### Excerpt
>>>

Confusion Matrix in Machine Learning: TP, TN, FP, FN, Precision, and Recall

When working on a classification model, one overall score is usually not enough. A model that misses many real positives is very different from a model that raises too many false alarms, even if their total accuracy looks similar.

That is why the confusion matrix matters. Instead of giving only one final score, it breaks prediction results into a small set of basic outcomes that can then be used to calculate precision, recall, accuracy, and F1.

This article covers these parts:

What is a confusion matrix
Calculation of confusion matrix in binary classification problems

A quick way to remember the four terms

The easiest way to avoid confusion is to use this order:

First check whether the model predicted positive or negative
Then check whether that prediction was correct

That gives you:

Predicted positive and correct: True Positive (TP)
Predicted positive and wrong: False Positive (FP)

<<<

### Information shown

>>>

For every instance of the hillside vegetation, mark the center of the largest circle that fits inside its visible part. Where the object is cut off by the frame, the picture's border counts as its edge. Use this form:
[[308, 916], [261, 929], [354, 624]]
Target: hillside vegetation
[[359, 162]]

<<<

### What you will do
**A.** Reproduce the passage from the confusion matrix article starting with "Confusion Matrix in Machine" and going on through "accuracy, and F1.".
**B.** In the confusion matrix article, what is a prediction called when the model predicted positive and was wrong?

### Results
**A.**
Confusion Matrix in Machine Learning: TP, TN, FP, FN, Precision, and Recall

When working on a classification model, one overall score is usually not enough. A model that misses many real positives is very different from a model that raises too many false alarms, even if their total accuracy looks similar.

That is why the confusion matrix matters. Instead of giving only one final score, it breaks prediction results into a small set of basic outcomes that can then be used to calculate precision, recall, accuracy, and F1.

**B.** A False Positive (FP).